+++ Record list

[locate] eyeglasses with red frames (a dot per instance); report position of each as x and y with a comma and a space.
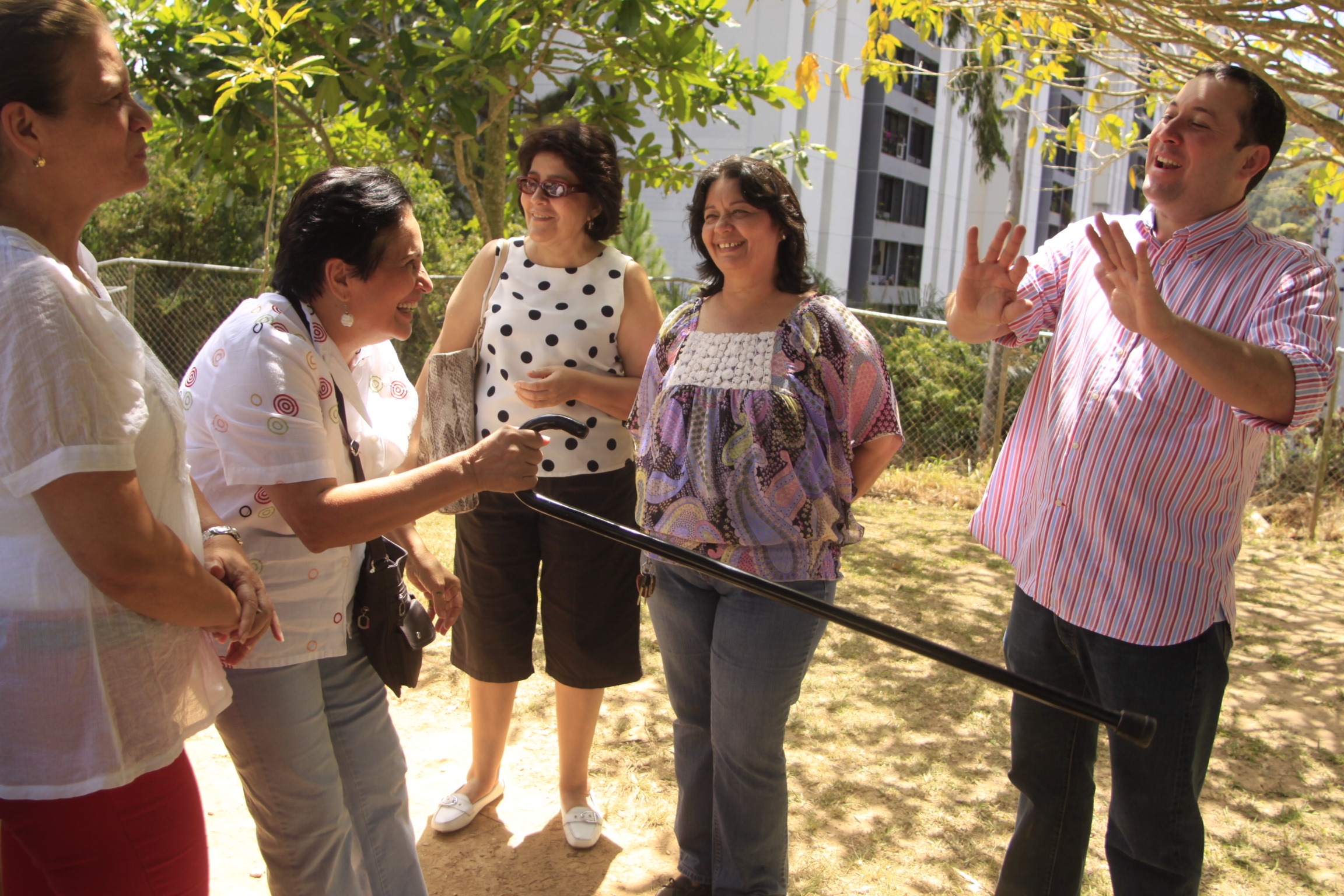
553, 188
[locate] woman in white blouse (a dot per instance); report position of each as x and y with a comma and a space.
108, 579
310, 730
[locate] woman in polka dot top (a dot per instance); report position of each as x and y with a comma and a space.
568, 328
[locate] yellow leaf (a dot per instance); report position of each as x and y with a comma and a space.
806, 76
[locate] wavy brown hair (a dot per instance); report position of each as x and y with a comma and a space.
764, 187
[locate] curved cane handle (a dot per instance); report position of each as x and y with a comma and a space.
557, 422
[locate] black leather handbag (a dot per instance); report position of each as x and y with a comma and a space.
393, 626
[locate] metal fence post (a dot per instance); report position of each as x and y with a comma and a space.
1323, 452
991, 422
131, 295
1003, 396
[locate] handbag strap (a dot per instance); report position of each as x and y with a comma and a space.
351, 445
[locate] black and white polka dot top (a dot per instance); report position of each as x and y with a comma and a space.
549, 317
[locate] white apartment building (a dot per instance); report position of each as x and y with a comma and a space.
887, 216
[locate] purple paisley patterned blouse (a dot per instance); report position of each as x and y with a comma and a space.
745, 441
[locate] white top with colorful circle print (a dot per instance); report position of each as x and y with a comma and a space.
92, 695
261, 409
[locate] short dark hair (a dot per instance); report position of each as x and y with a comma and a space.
590, 153
1264, 118
765, 187
339, 213
36, 41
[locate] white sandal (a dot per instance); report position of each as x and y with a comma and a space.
582, 827
456, 812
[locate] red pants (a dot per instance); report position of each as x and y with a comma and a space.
147, 839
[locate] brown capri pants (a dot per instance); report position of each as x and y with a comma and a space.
590, 606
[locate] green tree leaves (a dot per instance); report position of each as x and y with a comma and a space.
440, 80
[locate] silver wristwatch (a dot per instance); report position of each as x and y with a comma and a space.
222, 530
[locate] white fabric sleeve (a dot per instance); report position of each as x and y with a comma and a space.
72, 400
265, 413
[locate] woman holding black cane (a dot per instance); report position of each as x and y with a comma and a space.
290, 390
764, 413
565, 324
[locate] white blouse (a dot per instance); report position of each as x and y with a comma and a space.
261, 409
551, 317
92, 695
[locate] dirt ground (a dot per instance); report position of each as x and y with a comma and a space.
897, 765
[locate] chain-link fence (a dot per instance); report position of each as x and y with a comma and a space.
956, 400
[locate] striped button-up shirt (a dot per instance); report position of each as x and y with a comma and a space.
1120, 491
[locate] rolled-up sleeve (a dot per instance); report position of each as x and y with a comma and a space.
73, 401
265, 410
1300, 320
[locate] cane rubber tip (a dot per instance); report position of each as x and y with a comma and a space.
557, 422
1136, 727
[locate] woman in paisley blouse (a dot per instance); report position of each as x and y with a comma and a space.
764, 413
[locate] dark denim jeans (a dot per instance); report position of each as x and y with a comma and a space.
1155, 837
734, 664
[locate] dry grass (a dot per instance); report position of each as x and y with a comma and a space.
898, 765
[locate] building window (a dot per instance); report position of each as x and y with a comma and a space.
885, 257
1065, 156
921, 144
890, 197
895, 264
1062, 203
908, 272
895, 134
914, 205
902, 202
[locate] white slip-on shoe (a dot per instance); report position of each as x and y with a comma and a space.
582, 827
456, 812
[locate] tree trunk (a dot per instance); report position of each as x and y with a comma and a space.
992, 402
496, 164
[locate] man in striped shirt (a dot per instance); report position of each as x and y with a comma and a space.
1183, 338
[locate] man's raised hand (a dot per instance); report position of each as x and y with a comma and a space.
1126, 278
988, 286
987, 301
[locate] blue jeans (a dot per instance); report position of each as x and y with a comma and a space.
324, 778
1155, 837
734, 664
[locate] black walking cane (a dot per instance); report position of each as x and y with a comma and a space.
1130, 726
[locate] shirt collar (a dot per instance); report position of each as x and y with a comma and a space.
1203, 234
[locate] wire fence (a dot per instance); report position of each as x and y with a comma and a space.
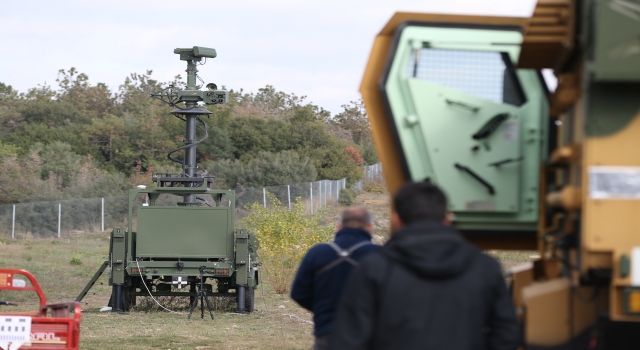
80, 215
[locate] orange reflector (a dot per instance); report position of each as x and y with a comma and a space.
634, 301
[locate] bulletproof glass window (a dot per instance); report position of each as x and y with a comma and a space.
485, 74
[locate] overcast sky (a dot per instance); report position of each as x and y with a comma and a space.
313, 48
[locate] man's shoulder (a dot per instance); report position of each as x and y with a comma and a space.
373, 261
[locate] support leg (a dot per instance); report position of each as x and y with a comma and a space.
241, 296
117, 298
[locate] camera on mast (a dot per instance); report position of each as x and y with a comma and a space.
196, 53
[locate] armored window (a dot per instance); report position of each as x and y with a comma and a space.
485, 74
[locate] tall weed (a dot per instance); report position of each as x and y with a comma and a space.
285, 237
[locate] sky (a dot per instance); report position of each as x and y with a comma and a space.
318, 49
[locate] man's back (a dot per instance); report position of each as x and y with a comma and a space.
319, 291
426, 289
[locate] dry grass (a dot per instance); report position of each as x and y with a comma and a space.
269, 327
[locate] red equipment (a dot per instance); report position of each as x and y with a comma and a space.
52, 326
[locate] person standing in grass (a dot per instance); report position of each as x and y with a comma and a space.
326, 267
427, 288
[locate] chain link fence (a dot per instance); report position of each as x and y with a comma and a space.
77, 216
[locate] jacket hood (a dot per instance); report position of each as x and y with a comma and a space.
431, 250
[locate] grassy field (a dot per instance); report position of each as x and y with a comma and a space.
63, 266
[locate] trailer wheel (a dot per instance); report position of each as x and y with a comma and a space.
128, 299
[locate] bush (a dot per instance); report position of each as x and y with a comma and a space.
285, 237
346, 196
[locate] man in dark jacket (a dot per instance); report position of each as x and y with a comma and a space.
326, 267
427, 288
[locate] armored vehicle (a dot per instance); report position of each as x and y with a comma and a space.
174, 250
458, 100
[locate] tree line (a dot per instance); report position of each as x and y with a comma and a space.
83, 140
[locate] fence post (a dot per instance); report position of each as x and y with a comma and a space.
13, 223
102, 214
325, 192
311, 195
330, 191
59, 217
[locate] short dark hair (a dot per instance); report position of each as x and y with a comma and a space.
355, 217
420, 201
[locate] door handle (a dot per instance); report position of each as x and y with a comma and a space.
490, 126
462, 104
473, 174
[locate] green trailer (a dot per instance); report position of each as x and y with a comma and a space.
189, 248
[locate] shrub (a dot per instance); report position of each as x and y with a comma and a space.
346, 197
285, 237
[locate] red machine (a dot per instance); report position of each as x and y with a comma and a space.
52, 326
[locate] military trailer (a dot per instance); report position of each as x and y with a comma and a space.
173, 250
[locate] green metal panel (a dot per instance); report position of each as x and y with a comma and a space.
162, 232
616, 40
436, 119
242, 257
117, 255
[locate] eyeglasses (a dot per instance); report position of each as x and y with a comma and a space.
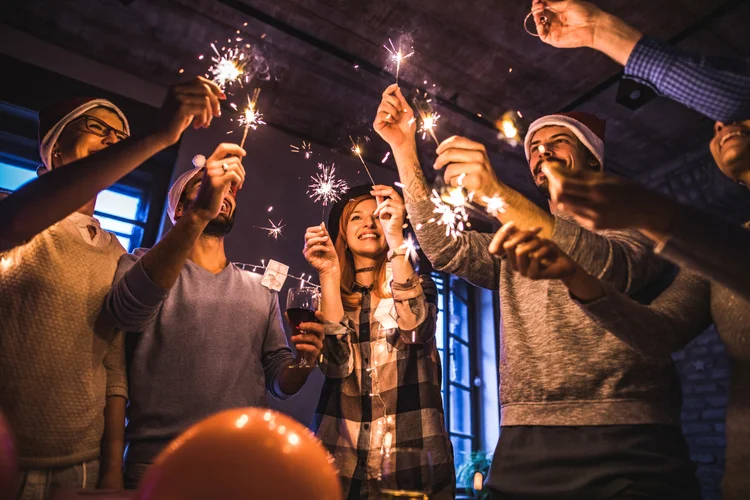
97, 127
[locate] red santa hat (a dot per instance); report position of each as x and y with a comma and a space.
588, 128
54, 118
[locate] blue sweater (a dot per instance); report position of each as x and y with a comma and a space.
210, 343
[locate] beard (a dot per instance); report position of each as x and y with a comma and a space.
219, 226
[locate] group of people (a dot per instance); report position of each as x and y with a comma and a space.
594, 295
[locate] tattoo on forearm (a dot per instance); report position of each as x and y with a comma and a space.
417, 189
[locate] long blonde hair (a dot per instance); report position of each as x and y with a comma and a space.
352, 300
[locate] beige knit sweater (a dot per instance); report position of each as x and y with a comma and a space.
59, 360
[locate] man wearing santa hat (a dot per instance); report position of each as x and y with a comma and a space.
582, 414
203, 335
63, 377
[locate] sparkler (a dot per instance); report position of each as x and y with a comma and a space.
250, 117
397, 55
275, 230
358, 151
228, 65
305, 149
326, 187
454, 218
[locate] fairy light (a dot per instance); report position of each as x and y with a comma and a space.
358, 151
397, 56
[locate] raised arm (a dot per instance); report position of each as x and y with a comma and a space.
466, 255
717, 87
57, 194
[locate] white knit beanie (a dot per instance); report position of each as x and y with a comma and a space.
54, 118
588, 128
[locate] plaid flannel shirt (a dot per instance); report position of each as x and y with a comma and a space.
383, 375
717, 87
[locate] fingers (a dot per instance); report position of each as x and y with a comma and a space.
457, 155
458, 142
496, 245
225, 149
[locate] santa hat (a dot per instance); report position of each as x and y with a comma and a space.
173, 198
588, 128
54, 118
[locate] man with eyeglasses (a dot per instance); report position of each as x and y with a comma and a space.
62, 365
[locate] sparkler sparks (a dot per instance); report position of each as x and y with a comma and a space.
250, 117
275, 230
326, 187
454, 219
358, 151
396, 55
305, 149
228, 65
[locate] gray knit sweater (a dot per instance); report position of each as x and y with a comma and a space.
685, 310
558, 367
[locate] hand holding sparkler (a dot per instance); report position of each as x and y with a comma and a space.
394, 121
467, 164
195, 101
320, 252
392, 213
222, 174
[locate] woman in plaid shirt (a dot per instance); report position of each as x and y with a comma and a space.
382, 386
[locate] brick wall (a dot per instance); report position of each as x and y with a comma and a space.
704, 371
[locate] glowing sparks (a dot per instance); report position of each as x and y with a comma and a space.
305, 149
453, 218
495, 205
397, 56
275, 230
228, 65
326, 187
358, 151
250, 117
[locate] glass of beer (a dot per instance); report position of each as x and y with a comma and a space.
405, 473
301, 304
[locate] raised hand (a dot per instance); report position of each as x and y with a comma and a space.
466, 163
319, 250
195, 101
569, 23
223, 172
604, 201
394, 121
392, 213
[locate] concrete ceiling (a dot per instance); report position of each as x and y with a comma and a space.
328, 65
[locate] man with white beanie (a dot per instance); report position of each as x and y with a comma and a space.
63, 377
582, 414
202, 335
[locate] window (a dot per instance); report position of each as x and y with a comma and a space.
120, 209
454, 338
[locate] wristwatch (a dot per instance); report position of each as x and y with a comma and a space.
392, 253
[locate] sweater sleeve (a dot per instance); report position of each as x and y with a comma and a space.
623, 259
134, 300
114, 364
416, 309
276, 352
711, 246
466, 256
679, 314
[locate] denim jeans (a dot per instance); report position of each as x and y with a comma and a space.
40, 484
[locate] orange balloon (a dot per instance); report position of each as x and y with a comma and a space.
246, 453
9, 472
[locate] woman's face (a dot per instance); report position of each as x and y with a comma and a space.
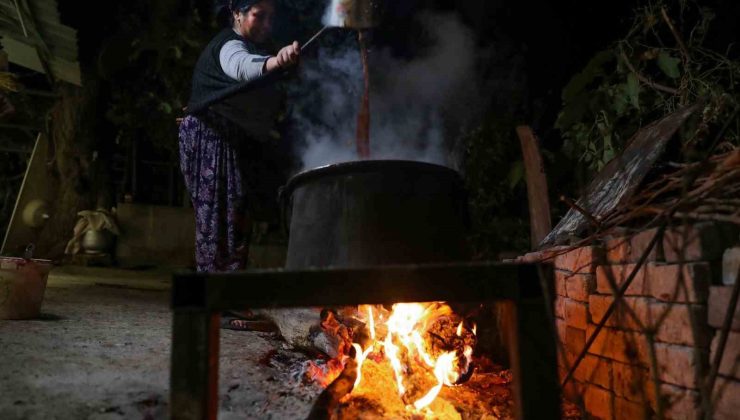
256, 23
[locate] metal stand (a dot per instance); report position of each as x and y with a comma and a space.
197, 300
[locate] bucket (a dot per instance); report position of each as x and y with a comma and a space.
22, 286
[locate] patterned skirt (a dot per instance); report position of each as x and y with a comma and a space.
213, 162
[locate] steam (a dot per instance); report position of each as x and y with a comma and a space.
337, 13
417, 106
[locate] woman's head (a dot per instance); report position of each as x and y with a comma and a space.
252, 19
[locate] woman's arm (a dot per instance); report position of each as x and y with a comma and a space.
286, 57
239, 64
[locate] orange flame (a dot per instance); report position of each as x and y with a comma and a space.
406, 326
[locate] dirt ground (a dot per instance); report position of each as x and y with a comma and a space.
101, 350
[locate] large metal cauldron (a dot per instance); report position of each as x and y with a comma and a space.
374, 213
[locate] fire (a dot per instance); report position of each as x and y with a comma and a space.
398, 337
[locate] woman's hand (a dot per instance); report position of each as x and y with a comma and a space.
286, 57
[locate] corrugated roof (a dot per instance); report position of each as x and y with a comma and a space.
43, 27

++++++

▸ **Do this**
Repeat exactly the lines from the line containing "[locate] large metal" through the end of the listing above; both boundary lines are part of the output.

▸ **Answer**
[locate] large metal cauldron (a dot per instance); report position of each as x and y with a comma and a space.
374, 213
[locate] fire (a dot per instance); report position of each as x and y with a comma and a space.
398, 337
[locate] woman's hand (a dot per instance); report position of each as x and y with a comma and a space.
286, 57
[locate] corrugated roof (a dot per instance); report position of each as x and y with a comma and a space.
43, 27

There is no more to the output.